(Dataset entries)
_____

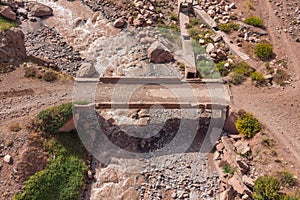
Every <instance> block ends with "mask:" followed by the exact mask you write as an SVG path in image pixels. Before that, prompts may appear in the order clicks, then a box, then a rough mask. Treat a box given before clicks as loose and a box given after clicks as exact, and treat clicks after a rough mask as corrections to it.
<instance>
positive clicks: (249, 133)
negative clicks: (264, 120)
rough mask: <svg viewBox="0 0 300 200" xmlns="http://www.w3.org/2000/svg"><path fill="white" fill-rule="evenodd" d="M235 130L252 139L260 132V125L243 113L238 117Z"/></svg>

_____

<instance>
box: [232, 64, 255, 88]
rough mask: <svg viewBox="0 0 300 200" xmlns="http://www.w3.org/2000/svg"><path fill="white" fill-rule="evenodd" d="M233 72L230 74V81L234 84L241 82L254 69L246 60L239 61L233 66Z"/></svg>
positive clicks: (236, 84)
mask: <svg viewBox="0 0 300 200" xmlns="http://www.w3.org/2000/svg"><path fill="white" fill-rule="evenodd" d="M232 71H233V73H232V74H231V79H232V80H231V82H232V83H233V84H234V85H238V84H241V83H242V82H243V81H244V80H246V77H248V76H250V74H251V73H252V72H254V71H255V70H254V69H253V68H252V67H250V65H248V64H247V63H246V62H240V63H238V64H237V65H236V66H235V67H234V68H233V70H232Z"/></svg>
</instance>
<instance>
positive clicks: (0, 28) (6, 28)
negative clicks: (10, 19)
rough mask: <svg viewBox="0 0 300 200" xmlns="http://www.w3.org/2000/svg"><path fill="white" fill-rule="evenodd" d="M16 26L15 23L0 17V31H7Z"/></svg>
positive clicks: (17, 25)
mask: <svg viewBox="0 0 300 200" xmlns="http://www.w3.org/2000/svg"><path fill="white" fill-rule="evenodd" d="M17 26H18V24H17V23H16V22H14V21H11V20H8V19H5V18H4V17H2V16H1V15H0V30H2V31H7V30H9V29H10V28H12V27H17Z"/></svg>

_____

WHAT TO PRODUCE: Transcribe the lines from the one containing "Every <instance> block" through the one containing "130L252 139L260 132V125L243", with both of those lines included.

WRITTEN RESPONSE:
Every <instance> block ends with "mask:" followed by the exact mask you write as an SVG path in image pixels. Before that, prompts may appear in the order clicks, then a box, then a rough mask. Treat a box given before clicks as loose and a box given after clicks as exact, and treat clicks after a rough mask as corrections to it.
<instance>
positive clicks: (249, 133)
negative clicks: (264, 120)
rough mask: <svg viewBox="0 0 300 200" xmlns="http://www.w3.org/2000/svg"><path fill="white" fill-rule="evenodd" d="M235 130L252 139L260 132V125L243 113L238 117Z"/></svg>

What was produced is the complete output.